#### WORK INSTRUCTIONS:
Convert every line of the listing below into a JSON list of strings, one string per line, with blank lines skipped. Leave the pictures out of the answer.

====

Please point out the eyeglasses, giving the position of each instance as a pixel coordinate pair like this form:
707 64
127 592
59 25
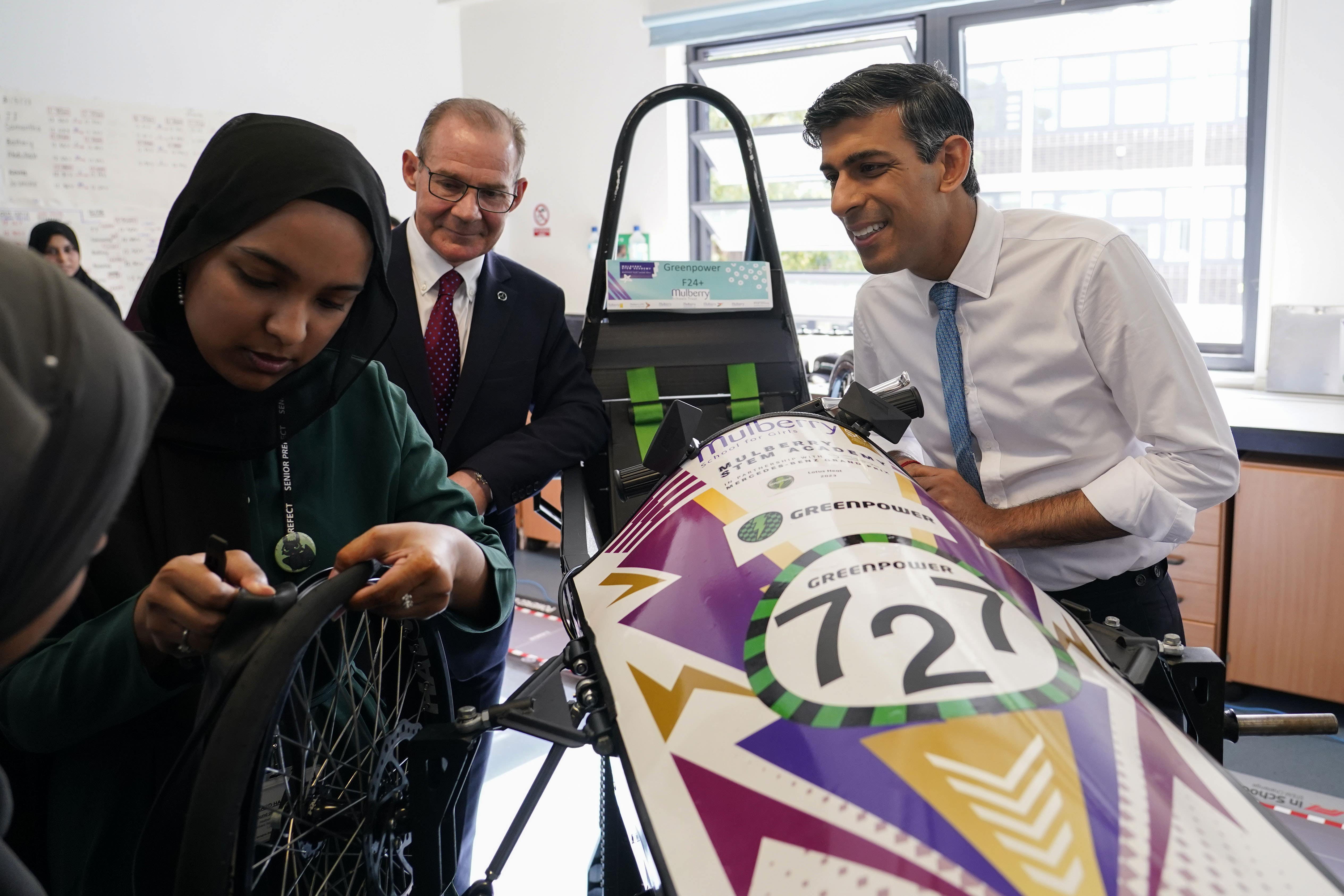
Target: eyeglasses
490 199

====

#### PROBLEM SOLUTION:
[
  "Please point out the eyeglasses, giving the position of each instance as a pixel coordinate pair like this form:",
  "707 64",
  "127 592",
  "59 25",
  "Target: eyeglasses",
  "490 199"
]